Given text:
##############################
Psalmic Assurance

Be still and wait patiently for God. Do not fret over the wicked who prosper in their way, who carry out evil schemes (Psalm 37.7)

I don’t “fret over the wicked.” Those who exercise their powers, influential and material, to gratify mostly (solely?) their self-serving desires. Those who care nothing for the needy and little for anyone, save for what economic, social, or political benefit they can extract from those seeking their favor.

No. I don’t fret over (although I do pray for the contrition and conversion of) the wicked. Yet, from time to time, I worry or, better said, wonder about God.

The principle of righteousness, manifested in justice, both in recompense for right and retribution for wrong, permeates the Bible. This Divine fairness is a defined element of the historical and legal, prophetic and parabolic traditions of the scriptures.
##############################
Data extracts:
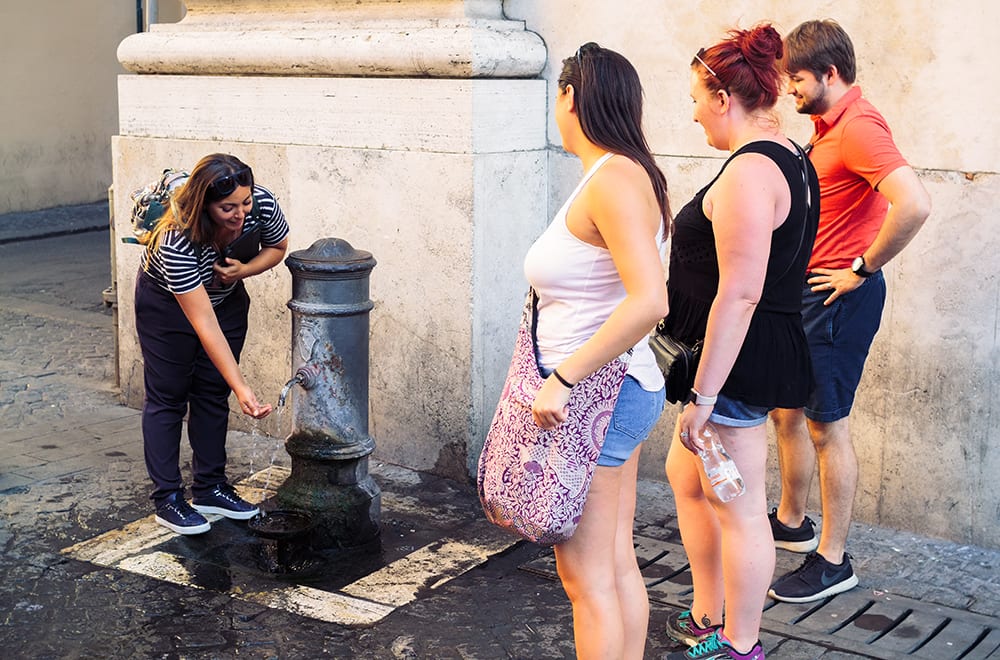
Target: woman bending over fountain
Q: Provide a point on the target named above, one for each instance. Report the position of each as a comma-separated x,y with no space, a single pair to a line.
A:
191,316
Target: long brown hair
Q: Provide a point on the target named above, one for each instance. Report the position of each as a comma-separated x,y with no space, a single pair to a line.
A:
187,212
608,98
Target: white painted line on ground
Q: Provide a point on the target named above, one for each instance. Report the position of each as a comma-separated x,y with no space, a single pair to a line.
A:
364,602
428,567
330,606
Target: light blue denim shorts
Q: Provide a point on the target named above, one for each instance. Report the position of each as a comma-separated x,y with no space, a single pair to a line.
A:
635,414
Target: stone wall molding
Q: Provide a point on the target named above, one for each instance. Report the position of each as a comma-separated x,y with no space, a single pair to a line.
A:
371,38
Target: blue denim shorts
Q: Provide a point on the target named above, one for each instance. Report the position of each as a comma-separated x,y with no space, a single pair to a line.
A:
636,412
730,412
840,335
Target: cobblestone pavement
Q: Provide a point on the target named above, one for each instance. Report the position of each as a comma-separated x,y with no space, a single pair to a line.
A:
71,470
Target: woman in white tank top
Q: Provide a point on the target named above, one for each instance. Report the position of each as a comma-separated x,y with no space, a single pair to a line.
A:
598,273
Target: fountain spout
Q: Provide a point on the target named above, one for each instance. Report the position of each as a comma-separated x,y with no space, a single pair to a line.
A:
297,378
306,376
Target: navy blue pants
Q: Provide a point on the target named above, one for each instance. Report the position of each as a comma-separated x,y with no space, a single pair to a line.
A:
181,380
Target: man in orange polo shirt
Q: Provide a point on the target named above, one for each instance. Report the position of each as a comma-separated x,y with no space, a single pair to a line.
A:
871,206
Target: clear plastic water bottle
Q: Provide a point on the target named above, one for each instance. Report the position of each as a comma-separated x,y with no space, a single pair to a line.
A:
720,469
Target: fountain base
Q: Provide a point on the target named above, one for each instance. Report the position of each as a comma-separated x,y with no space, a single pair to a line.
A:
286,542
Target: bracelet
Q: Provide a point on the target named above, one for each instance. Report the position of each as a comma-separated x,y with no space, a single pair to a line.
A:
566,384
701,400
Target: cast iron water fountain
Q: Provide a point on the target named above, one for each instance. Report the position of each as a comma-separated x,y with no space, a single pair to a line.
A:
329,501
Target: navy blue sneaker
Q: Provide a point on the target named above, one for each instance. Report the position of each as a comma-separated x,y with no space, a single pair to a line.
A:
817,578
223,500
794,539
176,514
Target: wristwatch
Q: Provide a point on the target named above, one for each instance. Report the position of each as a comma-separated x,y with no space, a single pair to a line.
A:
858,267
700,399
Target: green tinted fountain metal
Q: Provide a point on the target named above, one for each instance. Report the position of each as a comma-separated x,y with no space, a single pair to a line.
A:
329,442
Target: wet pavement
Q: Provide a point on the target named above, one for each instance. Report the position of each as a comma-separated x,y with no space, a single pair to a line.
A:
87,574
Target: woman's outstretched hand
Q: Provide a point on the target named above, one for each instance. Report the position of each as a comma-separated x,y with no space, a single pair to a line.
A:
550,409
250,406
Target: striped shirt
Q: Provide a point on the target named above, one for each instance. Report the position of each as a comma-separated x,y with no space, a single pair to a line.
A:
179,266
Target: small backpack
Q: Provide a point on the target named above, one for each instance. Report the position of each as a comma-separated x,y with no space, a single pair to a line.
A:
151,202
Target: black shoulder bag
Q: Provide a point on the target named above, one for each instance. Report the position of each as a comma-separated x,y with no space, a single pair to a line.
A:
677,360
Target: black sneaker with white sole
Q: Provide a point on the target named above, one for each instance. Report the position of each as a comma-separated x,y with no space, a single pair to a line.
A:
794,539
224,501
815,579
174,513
##############################
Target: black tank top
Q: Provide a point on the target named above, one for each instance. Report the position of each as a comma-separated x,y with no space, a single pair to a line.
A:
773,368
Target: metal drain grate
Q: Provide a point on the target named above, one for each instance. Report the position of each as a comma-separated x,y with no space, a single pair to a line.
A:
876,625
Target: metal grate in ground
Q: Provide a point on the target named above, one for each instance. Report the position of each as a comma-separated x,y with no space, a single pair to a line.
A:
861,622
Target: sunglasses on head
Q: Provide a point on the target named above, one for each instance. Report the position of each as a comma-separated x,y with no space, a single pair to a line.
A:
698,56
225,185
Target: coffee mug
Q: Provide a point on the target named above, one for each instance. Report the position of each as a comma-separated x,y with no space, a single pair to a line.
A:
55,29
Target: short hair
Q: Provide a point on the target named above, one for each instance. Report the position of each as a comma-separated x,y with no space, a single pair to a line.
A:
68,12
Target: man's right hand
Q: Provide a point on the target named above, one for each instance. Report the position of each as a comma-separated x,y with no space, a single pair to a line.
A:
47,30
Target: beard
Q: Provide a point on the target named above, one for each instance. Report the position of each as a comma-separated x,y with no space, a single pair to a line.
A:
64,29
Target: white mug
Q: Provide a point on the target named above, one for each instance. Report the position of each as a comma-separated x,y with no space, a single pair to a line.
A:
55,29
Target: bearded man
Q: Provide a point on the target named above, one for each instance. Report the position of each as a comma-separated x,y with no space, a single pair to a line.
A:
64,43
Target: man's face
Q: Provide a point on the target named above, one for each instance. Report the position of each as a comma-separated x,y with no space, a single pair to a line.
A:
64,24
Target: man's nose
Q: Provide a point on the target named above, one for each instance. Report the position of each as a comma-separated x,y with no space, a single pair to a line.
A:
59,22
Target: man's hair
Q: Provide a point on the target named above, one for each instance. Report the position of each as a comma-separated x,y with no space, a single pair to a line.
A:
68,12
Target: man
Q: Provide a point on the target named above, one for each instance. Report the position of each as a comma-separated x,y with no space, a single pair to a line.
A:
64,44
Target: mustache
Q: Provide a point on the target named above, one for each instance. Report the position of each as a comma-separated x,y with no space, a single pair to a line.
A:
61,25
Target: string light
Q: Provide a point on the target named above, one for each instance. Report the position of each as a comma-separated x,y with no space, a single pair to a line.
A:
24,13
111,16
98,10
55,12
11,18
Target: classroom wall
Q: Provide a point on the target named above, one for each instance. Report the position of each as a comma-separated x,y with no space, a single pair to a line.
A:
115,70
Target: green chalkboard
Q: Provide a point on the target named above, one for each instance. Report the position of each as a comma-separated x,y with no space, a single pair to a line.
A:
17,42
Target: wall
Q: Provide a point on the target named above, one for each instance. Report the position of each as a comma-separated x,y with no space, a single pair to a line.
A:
##############################
Task list:
a) In the Psalm 37 reflection, what does the writer pray for on behalf of the wicked?
b) Please pick up the Psalm 37 reflection after its last sentence and carry it forward.
The records were drawn from a separate source.

Results for the exercise:
a) Their contrition and conversion.

b)
However, from time immemorial one of the indisputable ways of the world is this: The good or godly (at least, some of them, some of time) suffer and the wicked (at least, some of them, some of the time) prosper.

This demonstrable distinction between the biblical ethic and human experience is enough for me, again, from time to time, to wonder about God’s benevolence and, when I wrestle with the loss of hope, God’s existence.

In my consternation, I find comfort in the psalmist’s advocacy of “be(ing) still and wait(ing) patiently for God.” For in the light, verily, the shadow of the inscrutable mechanics of the universe and the ever-present evidences of human sin, I choose to place my confidence in the God of my understanding; One whose eternal promise of love and justice is greater than any present reality of hatred and inequity.

© 2023 PRA

Illustration: Patientia, Cornelis Anthonisz (1505-1553). Patience is depicted as a woman who, by faith, standing on Christ and, with her head held high, looking to God’s Name (the Hebraic sacred tetragrammaton), resists the lure of Satan and the pull of death.

#Godsexistenceandbenevolence #loveandjustice #hatredandinequity #faithandhope #godlinessandwickedness

2 thoughts on “Psalmic Assurance

  1. Thank you so much for this Paul! I love that you model for us that it’s ok to doubt at times, even if that doubt includes the existence of God when people who do bad acts seem to get away with it and sometimes are even rewarded for the bad behavior!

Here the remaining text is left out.